→ Task objective
Once the line containing "Where can you spot the white" is found in the records below, return it and each following line exactly, up to and including the line containing "Where can you spot the grass?", and nothing else.

Source records
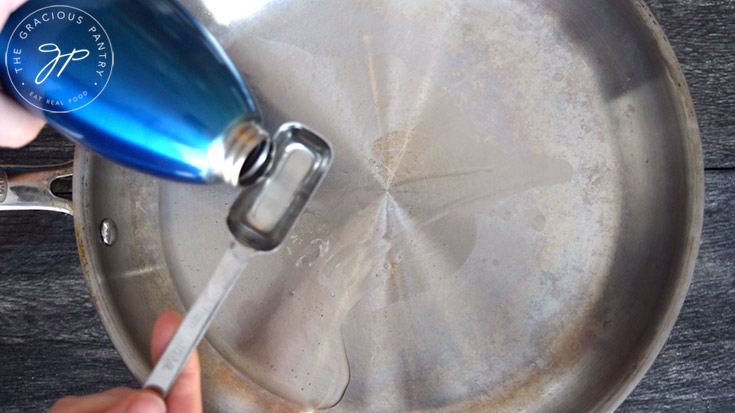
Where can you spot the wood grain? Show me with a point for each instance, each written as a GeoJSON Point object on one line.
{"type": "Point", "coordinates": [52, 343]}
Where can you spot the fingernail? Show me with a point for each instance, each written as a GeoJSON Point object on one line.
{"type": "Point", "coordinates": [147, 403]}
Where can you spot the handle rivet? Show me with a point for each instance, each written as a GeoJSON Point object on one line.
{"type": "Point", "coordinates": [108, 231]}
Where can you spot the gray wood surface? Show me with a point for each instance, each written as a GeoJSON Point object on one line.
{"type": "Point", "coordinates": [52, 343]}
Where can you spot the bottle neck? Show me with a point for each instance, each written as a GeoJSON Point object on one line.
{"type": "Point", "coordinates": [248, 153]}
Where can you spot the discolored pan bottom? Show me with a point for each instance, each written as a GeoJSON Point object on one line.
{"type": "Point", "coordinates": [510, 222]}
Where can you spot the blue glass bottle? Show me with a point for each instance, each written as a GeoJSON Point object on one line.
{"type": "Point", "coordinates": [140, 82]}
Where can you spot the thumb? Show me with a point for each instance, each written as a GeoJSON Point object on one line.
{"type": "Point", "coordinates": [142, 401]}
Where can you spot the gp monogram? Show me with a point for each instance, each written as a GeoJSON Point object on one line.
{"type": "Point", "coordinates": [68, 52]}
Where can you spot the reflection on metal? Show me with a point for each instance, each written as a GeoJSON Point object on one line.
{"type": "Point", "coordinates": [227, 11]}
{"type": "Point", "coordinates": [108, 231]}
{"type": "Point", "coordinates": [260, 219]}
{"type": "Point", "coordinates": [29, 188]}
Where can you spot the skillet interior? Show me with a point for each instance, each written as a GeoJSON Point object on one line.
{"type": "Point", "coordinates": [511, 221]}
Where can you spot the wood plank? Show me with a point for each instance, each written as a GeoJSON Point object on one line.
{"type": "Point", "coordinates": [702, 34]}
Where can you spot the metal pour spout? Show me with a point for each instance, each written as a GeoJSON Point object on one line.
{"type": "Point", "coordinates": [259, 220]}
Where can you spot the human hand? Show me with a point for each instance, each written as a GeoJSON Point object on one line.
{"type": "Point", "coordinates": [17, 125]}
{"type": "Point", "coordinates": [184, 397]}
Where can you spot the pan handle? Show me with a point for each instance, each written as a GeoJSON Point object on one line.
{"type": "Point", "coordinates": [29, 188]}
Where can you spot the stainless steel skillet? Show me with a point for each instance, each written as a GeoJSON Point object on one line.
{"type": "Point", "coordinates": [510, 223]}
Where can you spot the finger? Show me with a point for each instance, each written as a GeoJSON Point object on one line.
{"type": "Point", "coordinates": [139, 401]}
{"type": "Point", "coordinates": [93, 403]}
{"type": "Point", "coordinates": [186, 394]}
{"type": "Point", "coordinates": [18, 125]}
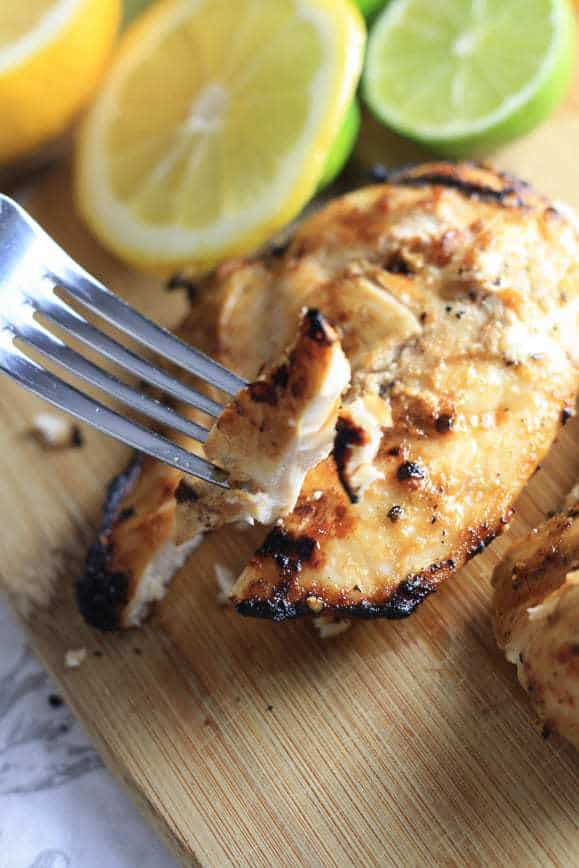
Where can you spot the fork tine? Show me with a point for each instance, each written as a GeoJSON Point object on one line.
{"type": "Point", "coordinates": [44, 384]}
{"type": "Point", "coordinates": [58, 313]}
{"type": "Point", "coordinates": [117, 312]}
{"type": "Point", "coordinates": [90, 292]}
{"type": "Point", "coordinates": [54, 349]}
* * *
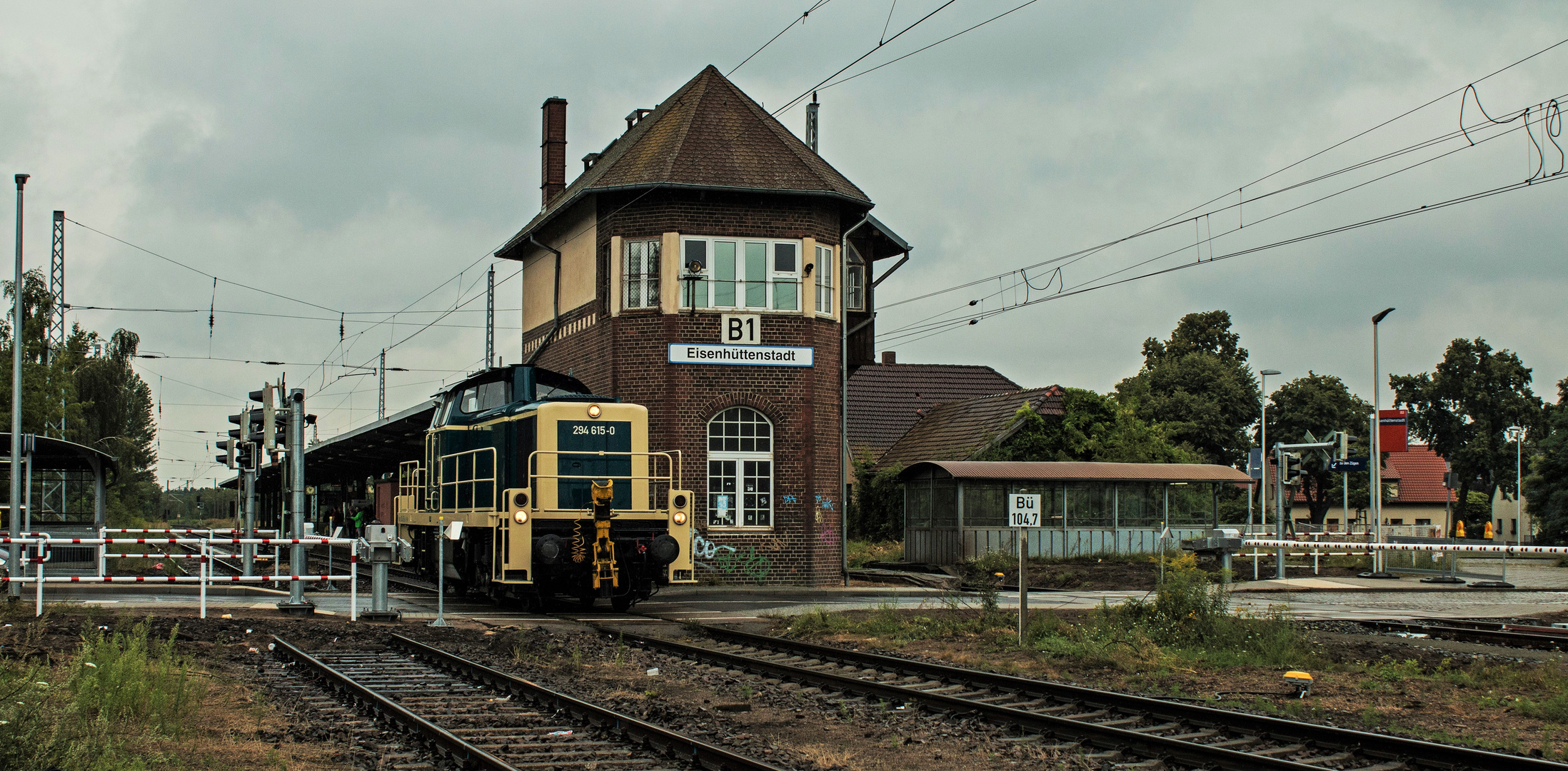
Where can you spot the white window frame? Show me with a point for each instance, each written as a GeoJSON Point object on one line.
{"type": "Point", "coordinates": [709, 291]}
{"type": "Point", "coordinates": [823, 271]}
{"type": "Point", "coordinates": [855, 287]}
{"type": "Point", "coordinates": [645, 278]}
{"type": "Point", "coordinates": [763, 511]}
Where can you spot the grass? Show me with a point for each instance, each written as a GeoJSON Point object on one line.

→ Exercise result
Where can you spot the white window frame? Show me with a point for each instance, each written as a GeoJSON Point object on one line.
{"type": "Point", "coordinates": [709, 291]}
{"type": "Point", "coordinates": [823, 271]}
{"type": "Point", "coordinates": [855, 287]}
{"type": "Point", "coordinates": [645, 278]}
{"type": "Point", "coordinates": [763, 511]}
Where can you spot the grass? Show me with a point for each instance, each written as a GeoJSON Point object on one line.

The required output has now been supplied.